--- Begin DATA SUPPLIED ---

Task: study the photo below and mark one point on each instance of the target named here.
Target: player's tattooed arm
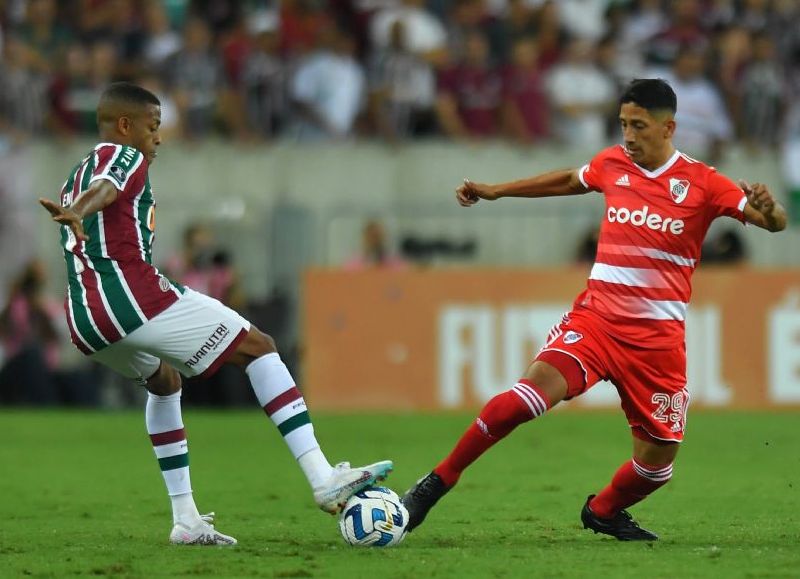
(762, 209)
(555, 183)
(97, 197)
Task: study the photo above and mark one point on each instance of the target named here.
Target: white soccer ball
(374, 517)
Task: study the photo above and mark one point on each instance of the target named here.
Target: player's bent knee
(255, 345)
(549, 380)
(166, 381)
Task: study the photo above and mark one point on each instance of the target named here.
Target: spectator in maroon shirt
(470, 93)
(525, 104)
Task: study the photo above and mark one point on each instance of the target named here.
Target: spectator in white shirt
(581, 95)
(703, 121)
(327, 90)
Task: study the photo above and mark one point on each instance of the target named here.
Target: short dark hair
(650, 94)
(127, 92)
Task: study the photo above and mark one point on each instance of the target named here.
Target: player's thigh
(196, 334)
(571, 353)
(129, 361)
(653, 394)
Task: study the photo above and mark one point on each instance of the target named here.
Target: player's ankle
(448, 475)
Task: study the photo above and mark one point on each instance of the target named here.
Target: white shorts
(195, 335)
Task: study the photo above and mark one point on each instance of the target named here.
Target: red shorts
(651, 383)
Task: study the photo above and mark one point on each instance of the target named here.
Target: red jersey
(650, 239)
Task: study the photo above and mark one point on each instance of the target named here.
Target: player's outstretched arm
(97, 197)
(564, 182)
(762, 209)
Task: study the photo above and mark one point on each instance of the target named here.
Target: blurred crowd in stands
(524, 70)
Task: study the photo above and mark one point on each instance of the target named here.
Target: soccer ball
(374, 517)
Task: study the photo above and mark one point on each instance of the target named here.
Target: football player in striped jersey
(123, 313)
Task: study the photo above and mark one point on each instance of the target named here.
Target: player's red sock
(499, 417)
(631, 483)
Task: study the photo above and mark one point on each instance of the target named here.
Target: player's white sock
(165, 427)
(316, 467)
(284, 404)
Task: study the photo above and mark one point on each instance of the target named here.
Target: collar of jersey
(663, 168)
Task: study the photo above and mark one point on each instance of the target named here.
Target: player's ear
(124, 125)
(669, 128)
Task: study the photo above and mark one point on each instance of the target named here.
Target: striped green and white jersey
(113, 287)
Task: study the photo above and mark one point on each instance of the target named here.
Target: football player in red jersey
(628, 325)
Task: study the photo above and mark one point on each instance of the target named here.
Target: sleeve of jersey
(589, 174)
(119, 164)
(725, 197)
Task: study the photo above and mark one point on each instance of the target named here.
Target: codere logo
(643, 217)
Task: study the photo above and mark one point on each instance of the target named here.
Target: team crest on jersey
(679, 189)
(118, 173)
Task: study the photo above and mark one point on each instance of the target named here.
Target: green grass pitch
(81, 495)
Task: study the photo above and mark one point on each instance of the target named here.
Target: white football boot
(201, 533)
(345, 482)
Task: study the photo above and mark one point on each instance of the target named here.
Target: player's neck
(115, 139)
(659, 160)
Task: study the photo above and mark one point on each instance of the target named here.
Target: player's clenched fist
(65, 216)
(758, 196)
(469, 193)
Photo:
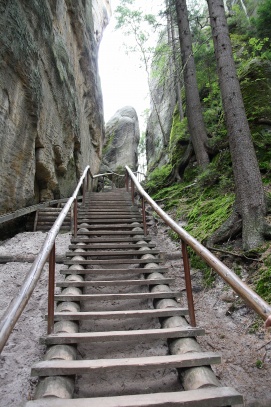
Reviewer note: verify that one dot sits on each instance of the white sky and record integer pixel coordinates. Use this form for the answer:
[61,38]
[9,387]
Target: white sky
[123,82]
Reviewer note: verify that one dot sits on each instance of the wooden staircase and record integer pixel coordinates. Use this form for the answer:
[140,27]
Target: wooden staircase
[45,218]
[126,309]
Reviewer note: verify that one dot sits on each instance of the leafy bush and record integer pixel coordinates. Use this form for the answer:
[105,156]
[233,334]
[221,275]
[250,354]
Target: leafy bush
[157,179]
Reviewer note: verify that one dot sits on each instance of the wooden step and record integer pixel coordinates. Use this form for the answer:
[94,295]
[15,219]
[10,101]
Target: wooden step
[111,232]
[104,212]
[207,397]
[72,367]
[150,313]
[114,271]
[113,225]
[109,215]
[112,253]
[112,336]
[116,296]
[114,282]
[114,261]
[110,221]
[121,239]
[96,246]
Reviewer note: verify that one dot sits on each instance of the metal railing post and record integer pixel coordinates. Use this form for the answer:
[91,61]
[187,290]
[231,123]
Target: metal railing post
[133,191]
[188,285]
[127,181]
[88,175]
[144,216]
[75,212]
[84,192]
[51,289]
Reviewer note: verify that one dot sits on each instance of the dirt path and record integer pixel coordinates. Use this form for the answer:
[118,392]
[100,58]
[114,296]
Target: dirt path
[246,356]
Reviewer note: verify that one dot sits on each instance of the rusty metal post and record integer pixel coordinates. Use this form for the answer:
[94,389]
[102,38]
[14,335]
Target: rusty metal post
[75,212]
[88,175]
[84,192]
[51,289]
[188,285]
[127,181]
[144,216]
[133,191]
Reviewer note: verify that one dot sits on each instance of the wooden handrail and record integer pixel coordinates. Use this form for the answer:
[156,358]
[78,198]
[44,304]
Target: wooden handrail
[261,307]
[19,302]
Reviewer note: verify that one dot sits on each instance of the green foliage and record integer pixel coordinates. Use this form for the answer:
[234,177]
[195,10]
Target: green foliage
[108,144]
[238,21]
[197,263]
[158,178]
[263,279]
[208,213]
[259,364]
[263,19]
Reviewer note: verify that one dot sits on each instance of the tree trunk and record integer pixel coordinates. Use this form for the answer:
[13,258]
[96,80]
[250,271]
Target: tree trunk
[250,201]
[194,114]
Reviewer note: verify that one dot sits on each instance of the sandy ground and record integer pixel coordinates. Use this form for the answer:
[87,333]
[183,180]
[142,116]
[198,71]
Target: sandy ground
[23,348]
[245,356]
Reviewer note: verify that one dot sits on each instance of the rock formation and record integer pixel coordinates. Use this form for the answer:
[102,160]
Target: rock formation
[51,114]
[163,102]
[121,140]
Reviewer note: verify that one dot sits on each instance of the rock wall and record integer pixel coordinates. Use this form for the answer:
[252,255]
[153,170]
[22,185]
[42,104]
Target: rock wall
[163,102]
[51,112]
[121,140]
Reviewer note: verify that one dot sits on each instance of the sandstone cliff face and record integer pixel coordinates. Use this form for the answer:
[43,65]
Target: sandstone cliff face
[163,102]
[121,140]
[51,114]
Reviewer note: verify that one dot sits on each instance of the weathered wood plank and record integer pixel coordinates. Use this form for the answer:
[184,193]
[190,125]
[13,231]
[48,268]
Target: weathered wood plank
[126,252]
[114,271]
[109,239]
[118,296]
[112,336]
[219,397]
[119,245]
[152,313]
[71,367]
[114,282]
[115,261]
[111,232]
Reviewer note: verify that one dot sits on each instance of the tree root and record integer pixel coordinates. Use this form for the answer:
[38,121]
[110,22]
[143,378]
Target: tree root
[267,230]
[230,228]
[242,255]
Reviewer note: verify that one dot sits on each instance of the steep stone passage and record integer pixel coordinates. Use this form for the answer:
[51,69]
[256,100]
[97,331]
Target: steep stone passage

--- End DATA SUPPLIED ---

**SET TASK:**
Can you render all of the material above as a JSON list of strings, with one string per line and blank lines omitted? Leave the pictures out of your answer.

**IN RESPONSE:**
[
  "Task: study the photo below and mark one point on each instance of the target named here.",
  "Target: player's tattooed arm",
  "(762, 209)",
  "(555, 183)",
  "(97, 197)",
  "Task: study the photo above and mark one point on each instance of the target named here.",
  "Target: white soccer ball",
  "(374, 517)",
  "Task: study the photo above and mark one point on each instance of the target named here.",
  "Target: player's bent knee",
  "(255, 345)",
  "(549, 380)",
  "(166, 381)",
  "Task: study the photo above and mark one point on each instance of the target named here.",
  "Target: spectator in maroon shirt",
  "(470, 93)",
  "(525, 104)",
  "Task: study the photo above and mark one point on each instance of the target named here.",
  "Target: spectator in white shirt",
  "(581, 95)",
  "(703, 121)",
  "(327, 90)",
  "Task: study the photo above and mark one point on each instance of the target named here.",
  "Target: short dark hair",
  "(650, 94)",
  "(127, 92)",
  "Task: study the photo above and mark one point on each instance of the target named here.",
  "Target: player's thigh",
  "(196, 334)",
  "(571, 353)",
  "(129, 361)",
  "(653, 394)",
  "Task: study the photo above and mark one point on each instance of the target named here.",
  "Target: player's ankle",
  "(448, 475)",
  "Task: study the photo above and mark one point on each instance of the target named here.",
  "Target: white shorts",
  "(195, 335)",
  "Task: study the photo above and mark one point on each instance of the target named here.",
  "Target: red shorts",
  "(651, 383)",
  "Task: study the photo above and mark one point on each instance of the target named here.",
  "Target: red jersey",
  "(650, 239)",
  "Task: study the photo above and mark one point on each instance of the target named here.",
  "Target: player's outstretched arm",
  "(97, 197)",
  "(564, 182)",
  "(762, 209)",
  "Task: study the photo above and mark one point on each instance of the target named here.",
  "Target: blurred crowd in stands",
  "(524, 70)",
  "Task: study the photo above and mark one point on each instance of the target named here.",
  "Target: soccer ball",
  "(374, 517)",
  "Task: study the photo above and mark one point on each instance of the target named here.",
  "Target: football player in striped jersey",
  "(123, 313)",
  "Task: study the photo above and mark one point on each instance of the target named here.",
  "Target: player's red sock",
  "(499, 417)",
  "(631, 483)",
  "Task: study the photo above and mark one point on each instance of the target named here.",
  "Target: player's white sock",
  "(165, 427)",
  "(316, 467)",
  "(284, 404)",
  "Task: study the photo above and mark one point on each instance of the target named here.",
  "Target: collar of jersey",
  "(663, 168)",
  "Task: study the photo above and mark one point on each instance of the target named here.",
  "Target: player's ear",
  "(124, 125)",
  "(669, 128)",
  "Task: study the photo above and mark one point on each instance of the target named here.",
  "Target: striped green and white jersey",
  "(113, 287)",
  "Task: study the photo above and mark one point on each instance of the target named here.",
  "Target: football player in red jersey",
  "(628, 325)",
  "Task: study the photo above and mark one point on each instance of the target named here.",
  "Target: sleeve of jersey",
  "(589, 174)",
  "(119, 164)",
  "(725, 197)",
  "Task: study the photo above and mark one point on each instance of the target named here.",
  "Target: codere logo",
  "(643, 217)",
  "Task: study the photo above and mark one point on each instance of the target named here.",
  "Target: team crest on jersey",
  "(679, 189)",
  "(118, 173)",
  "Task: study the photo above and mark one point on each instance of the target named here.",
  "Target: green grass pitch",
  "(81, 495)",
  "Task: study the photo above and mark one point on each instance of the target named here.",
  "Target: white football boot",
  "(201, 533)",
  "(345, 482)",
  "Task: study the photo above and mark one point on each instance of the target named here.",
  "Target: player's neck",
  "(115, 139)",
  "(659, 160)",
  "Task: study the photo above and mark one point on each instance of the target named here.",
  "Target: player's clenched fist",
  "(65, 216)",
  "(758, 196)",
  "(469, 193)",
  "Photo:",
  "Reviewer note: verify that one dot sits on each instance of the white sky and record integer pixel coordinates. Use this form for the answer:",
  "[61,38]",
  "[9,387]",
  "Target: white sky",
  "[123,82]",
  "Reviewer note: verify that one dot sits on each instance of the wooden staircase and record integer pixel coordinates. Use this form for the answer:",
  "[140,27]",
  "Target: wooden staircase",
  "[45,218]",
  "[126,309]",
  "Reviewer note: verify that one dot sits on each instance of the leafy bush and record integer pixel coordinates. Use this form for the answer:",
  "[105,156]",
  "[233,334]",
  "[221,275]",
  "[250,354]",
  "Target: leafy bush",
  "[157,179]",
  "Reviewer note: verify that one dot sits on each instance of the wooden step and record integer pixel coordinates. Use this form for the answer:",
  "[94,295]",
  "[15,219]",
  "[10,101]",
  "Target: wooden step",
  "[111,232]",
  "[104,212]",
  "[207,397]",
  "[72,367]",
  "[150,313]",
  "[114,271]",
  "[113,225]",
  "[109,215]",
  "[112,253]",
  "[112,336]",
  "[116,296]",
  "[114,282]",
  "[114,261]",
  "[110,221]",
  "[121,239]",
  "[96,246]",
  "Reviewer note: verify that one dot sits on each instance of the metal railing post and record integer pixel coordinates. Use this form for the answer:",
  "[91,61]",
  "[187,290]",
  "[231,123]",
  "Target: metal railing post",
  "[133,191]",
  "[188,285]",
  "[127,181]",
  "[88,175]",
  "[144,216]",
  "[75,212]",
  "[84,192]",
  "[51,289]",
  "Reviewer note: verify that one dot sits on each instance of the dirt path and record integer pixel coordinates. Use this form for the answer:",
  "[118,392]",
  "[100,58]",
  "[114,296]",
  "Target: dirt path",
  "[246,356]",
  "Reviewer note: verify that one dot sits on each instance of the rusty metal post and record integer pixel coordinates. Use this form for the answer:",
  "[94,389]",
  "[102,38]",
  "[14,335]",
  "Target: rusty metal post",
  "[75,212]",
  "[88,175]",
  "[84,192]",
  "[51,289]",
  "[188,285]",
  "[127,181]",
  "[144,216]",
  "[133,191]",
  "Reviewer note: verify that one dot sits on each instance of the wooden handrail and record integer pixel coordinates. Use this form for the answer:",
  "[156,358]",
  "[78,198]",
  "[44,304]",
  "Target: wooden handrail",
  "[261,307]",
  "[19,302]",
  "Reviewer note: verify that one dot sits on each instance of the green foliage and record integer pixel coordinates. Use this form for the answer:",
  "[234,177]",
  "[195,10]",
  "Target: green foliage",
  "[108,144]",
  "[238,21]",
  "[197,263]",
  "[158,178]",
  "[263,279]",
  "[208,213]",
  "[259,364]",
  "[263,19]",
  "Reviewer note: verify that one dot sits on each instance of the tree trunk and record integer pixel coordinates. Use this form for the answer:",
  "[13,258]",
  "[96,80]",
  "[250,271]",
  "Target: tree trunk",
  "[250,201]",
  "[194,114]",
  "Reviewer note: verify that one dot sits on each instance of the sandy ground and record integer pixel coordinates. Use this form for the answer:",
  "[87,333]",
  "[183,180]",
  "[142,116]",
  "[198,71]",
  "Target: sandy ground",
  "[23,348]",
  "[245,356]",
  "Reviewer note: verify that one dot sits on each instance of the rock formation and record integer pixel coordinates. Use this form for the answer:",
  "[102,160]",
  "Target: rock formation",
  "[51,114]",
  "[163,102]",
  "[121,140]",
  "Reviewer note: verify that one dot sits on each instance of the rock wall and record integer pixel coordinates. Use this form for the answer:",
  "[252,255]",
  "[153,170]",
  "[22,185]",
  "[42,104]",
  "Target: rock wall",
  "[163,102]",
  "[51,112]",
  "[121,140]",
  "Reviewer note: verify that one dot sits on each instance of the sandstone cliff face and record integer pixel coordinates. Use this form for the answer:",
  "[43,65]",
  "Target: sandstone cliff face",
  "[163,102]",
  "[121,140]",
  "[51,114]",
  "Reviewer note: verify that one dot sits on each instance of the weathered wood plank and record integer pixel coordinates. Use this form for the answer:",
  "[184,193]",
  "[190,125]",
  "[13,231]",
  "[48,268]",
  "Target: weathered wood plank",
  "[126,252]",
  "[114,271]",
  "[109,239]",
  "[118,296]",
  "[112,336]",
  "[219,397]",
  "[119,245]",
  "[152,313]",
  "[71,367]",
  "[114,282]",
  "[115,261]",
  "[111,232]",
  "Reviewer note: verify that one dot sits on each instance of the tree root and record integer pixel coordinates. Use this form for the answer:",
  "[38,121]",
  "[110,22]",
  "[143,378]",
  "Target: tree root",
  "[267,230]",
  "[230,228]",
  "[242,255]",
  "Reviewer note: verify that one dot sits on each instance of the steep stone passage and record integer pixel coordinates. Use this form for the answer:",
  "[51,69]",
  "[256,100]",
  "[97,331]",
  "Target: steep stone passage"
]